# Excerpt provided

---------------

Single by R. Kelly

from the album 12 Play
- Released: July 28, 1994
- Recorded: 1993
- Genre: Hip hop; R&B; new jack swing;
- Length: 4:14
- Label: Jive
- Songwriter(s): Robert Kelly
- Producer(s): R. Kelly

R. Kelly singles chronology
| "Your Body's Callin'" (1994) | "Summer Bunnies" (1994) | "You Remind Me of Something" (1995) |

= Summer Bunnies =

"Summer Bunnies" is a song written, produced and performed by American R&B musician R. Kelly, released in July 1994 by Jive Records as the fourth single from his debut album, 12 Play (1993). The song reached number 55 on the US Billboard Hot 100, number 23 on the UK Singles Chart and number 20 on the US R&B chart. It heavily samples the 1982 Gap Band song "Outstanding". The remix of the song which featured his protégé Aaliyah, sampled the 1970 The Spinners' hit "It's a Shame".

---------------

# Data excerpt
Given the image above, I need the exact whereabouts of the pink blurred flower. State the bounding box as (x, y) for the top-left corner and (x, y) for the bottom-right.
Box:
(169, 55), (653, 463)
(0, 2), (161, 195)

---------------

In the text about "Summer Bunnies", what position did the song reach on the UK Singles Chart?

# Task solution
Number 23